Description of the task:
In the listing, give the lines as a Markdown table with the columns Row and Line, starting at the line containing "Where can you find the blue barricade" and going on through the line containing "<point>433,366</point>", both included. Leave out blank lines.

## BEGIN Given records

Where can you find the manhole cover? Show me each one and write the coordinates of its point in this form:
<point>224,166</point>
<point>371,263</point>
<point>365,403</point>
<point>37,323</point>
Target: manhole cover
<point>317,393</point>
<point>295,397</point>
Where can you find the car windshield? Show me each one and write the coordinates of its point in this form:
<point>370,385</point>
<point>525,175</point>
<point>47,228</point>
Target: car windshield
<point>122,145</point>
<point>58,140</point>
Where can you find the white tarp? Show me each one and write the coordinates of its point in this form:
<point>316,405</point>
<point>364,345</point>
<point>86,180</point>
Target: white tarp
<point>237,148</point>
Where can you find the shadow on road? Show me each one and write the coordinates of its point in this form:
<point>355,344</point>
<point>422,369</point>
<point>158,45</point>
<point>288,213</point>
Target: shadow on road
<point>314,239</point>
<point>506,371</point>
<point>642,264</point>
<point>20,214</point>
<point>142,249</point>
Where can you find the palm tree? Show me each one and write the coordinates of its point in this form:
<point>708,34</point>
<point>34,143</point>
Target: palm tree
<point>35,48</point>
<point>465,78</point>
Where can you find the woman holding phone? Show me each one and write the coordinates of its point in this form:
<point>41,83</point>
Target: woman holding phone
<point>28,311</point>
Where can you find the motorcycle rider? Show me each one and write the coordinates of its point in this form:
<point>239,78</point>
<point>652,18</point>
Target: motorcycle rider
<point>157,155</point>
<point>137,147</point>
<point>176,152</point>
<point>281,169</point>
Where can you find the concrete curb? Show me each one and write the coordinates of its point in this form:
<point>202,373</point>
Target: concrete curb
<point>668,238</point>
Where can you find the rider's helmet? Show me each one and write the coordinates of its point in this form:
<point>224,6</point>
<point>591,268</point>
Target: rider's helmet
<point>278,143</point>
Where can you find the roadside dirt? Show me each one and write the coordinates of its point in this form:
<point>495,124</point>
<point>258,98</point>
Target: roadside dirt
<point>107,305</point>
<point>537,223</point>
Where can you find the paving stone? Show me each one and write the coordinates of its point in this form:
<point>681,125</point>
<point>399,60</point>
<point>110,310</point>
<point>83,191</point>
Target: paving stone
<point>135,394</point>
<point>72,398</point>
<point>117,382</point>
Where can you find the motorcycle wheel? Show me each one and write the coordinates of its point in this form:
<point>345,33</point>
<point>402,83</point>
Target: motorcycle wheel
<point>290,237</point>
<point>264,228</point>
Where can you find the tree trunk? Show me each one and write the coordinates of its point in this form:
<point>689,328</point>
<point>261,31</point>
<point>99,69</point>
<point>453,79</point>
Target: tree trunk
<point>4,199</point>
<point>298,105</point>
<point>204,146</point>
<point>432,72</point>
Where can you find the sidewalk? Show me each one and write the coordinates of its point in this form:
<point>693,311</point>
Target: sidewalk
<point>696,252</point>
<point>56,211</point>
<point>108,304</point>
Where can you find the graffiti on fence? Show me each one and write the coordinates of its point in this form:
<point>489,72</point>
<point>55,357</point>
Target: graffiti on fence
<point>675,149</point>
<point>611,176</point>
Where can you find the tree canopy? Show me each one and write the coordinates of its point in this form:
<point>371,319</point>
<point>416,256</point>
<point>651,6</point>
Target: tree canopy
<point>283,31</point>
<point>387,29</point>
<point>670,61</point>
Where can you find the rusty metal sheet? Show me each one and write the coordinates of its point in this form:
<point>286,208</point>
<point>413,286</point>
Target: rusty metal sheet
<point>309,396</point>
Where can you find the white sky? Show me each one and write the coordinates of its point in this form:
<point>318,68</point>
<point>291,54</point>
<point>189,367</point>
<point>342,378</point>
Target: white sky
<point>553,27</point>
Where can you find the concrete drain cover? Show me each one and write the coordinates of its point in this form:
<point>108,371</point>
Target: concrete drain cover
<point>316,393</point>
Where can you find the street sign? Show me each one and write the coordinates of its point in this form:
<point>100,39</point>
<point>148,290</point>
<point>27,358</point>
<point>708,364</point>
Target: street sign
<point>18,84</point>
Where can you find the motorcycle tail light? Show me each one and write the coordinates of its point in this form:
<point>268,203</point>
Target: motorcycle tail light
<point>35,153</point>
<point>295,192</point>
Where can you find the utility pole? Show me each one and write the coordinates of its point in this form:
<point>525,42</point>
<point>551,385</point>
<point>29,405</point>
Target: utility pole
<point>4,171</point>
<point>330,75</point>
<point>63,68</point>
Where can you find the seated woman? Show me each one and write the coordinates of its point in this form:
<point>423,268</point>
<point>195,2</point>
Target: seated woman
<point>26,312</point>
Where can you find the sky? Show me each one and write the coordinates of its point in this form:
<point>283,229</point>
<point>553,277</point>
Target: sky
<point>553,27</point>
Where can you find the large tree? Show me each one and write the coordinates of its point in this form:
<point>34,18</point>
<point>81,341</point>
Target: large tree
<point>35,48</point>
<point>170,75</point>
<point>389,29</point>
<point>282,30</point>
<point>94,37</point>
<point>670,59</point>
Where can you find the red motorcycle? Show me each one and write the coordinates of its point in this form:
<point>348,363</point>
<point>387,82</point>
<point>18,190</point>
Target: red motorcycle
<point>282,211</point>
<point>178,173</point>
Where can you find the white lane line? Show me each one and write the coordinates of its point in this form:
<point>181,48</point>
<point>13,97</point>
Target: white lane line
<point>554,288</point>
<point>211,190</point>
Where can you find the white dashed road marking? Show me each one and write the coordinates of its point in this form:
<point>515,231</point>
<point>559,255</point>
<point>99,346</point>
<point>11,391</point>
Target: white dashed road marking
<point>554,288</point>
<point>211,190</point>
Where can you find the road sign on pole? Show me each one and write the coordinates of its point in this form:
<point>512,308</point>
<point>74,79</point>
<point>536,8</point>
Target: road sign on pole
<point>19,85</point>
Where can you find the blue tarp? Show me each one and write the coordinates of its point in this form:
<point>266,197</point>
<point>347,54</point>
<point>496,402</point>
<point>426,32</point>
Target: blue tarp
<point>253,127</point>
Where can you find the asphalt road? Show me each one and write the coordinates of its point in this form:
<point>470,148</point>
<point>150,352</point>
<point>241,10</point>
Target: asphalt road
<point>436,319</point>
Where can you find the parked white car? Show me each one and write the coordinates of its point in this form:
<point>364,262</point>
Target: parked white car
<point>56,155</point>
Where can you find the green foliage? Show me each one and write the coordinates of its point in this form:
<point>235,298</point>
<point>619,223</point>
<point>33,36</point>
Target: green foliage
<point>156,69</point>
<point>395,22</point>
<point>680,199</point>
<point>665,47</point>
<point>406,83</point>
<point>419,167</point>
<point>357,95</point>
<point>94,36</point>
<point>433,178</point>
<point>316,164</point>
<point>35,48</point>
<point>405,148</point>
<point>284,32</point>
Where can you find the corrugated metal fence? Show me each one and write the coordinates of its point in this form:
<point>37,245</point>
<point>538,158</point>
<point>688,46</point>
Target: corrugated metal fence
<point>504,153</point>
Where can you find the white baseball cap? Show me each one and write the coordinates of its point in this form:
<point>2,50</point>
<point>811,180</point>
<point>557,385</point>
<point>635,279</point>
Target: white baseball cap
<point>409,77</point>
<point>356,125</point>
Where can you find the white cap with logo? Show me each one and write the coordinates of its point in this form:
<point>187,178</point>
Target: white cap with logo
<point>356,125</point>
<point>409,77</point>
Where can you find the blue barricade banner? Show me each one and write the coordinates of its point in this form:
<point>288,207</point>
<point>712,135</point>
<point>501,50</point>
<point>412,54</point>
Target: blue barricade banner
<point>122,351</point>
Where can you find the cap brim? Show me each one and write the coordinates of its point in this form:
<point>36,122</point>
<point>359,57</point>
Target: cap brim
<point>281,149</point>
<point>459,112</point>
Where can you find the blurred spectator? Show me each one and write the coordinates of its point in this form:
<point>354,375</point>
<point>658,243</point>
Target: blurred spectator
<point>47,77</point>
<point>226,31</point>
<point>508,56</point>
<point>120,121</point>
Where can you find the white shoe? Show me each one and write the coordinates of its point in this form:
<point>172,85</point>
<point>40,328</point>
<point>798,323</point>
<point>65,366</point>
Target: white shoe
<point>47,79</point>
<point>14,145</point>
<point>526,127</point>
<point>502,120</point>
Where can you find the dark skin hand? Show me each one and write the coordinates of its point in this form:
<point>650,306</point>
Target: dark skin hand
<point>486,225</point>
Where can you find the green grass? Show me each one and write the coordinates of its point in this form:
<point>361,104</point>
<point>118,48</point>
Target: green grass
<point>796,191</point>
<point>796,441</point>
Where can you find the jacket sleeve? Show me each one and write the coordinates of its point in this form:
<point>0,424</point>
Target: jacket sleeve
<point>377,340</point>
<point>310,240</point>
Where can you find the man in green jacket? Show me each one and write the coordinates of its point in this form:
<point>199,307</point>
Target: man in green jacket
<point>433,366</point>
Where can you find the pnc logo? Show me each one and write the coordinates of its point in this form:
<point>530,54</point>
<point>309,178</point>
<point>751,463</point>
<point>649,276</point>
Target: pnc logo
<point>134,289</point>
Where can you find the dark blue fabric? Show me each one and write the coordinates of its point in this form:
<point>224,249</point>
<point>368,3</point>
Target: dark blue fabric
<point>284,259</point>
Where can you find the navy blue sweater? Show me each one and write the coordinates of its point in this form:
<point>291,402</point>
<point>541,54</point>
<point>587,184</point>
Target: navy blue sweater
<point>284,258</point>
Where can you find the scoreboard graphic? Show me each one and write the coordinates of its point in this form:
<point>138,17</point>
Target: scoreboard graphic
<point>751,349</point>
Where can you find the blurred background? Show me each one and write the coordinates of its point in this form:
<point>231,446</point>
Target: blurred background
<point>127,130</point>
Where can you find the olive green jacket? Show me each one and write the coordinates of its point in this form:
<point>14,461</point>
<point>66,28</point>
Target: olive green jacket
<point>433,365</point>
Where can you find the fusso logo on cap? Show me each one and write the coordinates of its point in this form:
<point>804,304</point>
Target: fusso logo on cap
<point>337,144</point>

## END Given records

Result:
| Row | Line |
|---|---|
| 1 | Where can you find the blue barricade banner? Show me each one and write the coordinates of its point in this form: |
| 2 | <point>288,207</point> |
| 3 | <point>712,135</point> |
| 4 | <point>501,50</point> |
| 5 | <point>412,54</point> |
| 6 | Target: blue barricade banner |
| 7 | <point>122,351</point> |
| 8 | Where can you find the cap brim? Show me each one and write the coordinates of its point in this form: |
| 9 | <point>36,122</point> |
| 10 | <point>359,57</point> |
| 11 | Target: cap brim |
| 12 | <point>281,149</point> |
| 13 | <point>459,112</point> |
| 14 | Where can you find the blurred spectator? Show me each one and write the coordinates of its point in this form: |
| 15 | <point>354,375</point> |
| 16 | <point>658,243</point> |
| 17 | Target: blurred spectator |
| 18 | <point>47,77</point> |
| 19 | <point>226,31</point> |
| 20 | <point>508,56</point> |
| 21 | <point>120,121</point> |
| 22 | Where can you find the white shoe? Show me each one and write the coordinates of its point in this form: |
| 23 | <point>172,85</point> |
| 24 | <point>40,328</point> |
| 25 | <point>798,323</point> |
| 26 | <point>65,366</point> |
| 27 | Target: white shoe |
| 28 | <point>47,79</point> |
| 29 | <point>14,145</point> |
| 30 | <point>526,127</point> |
| 31 | <point>502,120</point> |
| 32 | Where can you find the dark skin hand? Show me each one and write the coordinates of its point in this form: |
| 33 | <point>650,306</point> |
| 34 | Target: dark skin hand |
| 35 | <point>486,225</point> |
| 36 | Where can you find the green grass? Show me each one and write the coordinates of its point in this form: |
| 37 | <point>361,104</point> |
| 38 | <point>118,48</point> |
| 39 | Target: green grass |
| 40 | <point>796,191</point> |
| 41 | <point>796,441</point> |
| 42 | Where can you find the jacket sleeve? Show me each one and write the coordinates of its point in this form: |
| 43 | <point>0,424</point> |
| 44 | Target: jacket sleeve |
| 45 | <point>377,340</point> |
| 46 | <point>310,240</point> |
| 47 | Where can you find the man in green jacket? Show me each one and write the coordinates of its point in this form: |
| 48 | <point>199,307</point> |
| 49 | Target: man in green jacket |
| 50 | <point>433,366</point> |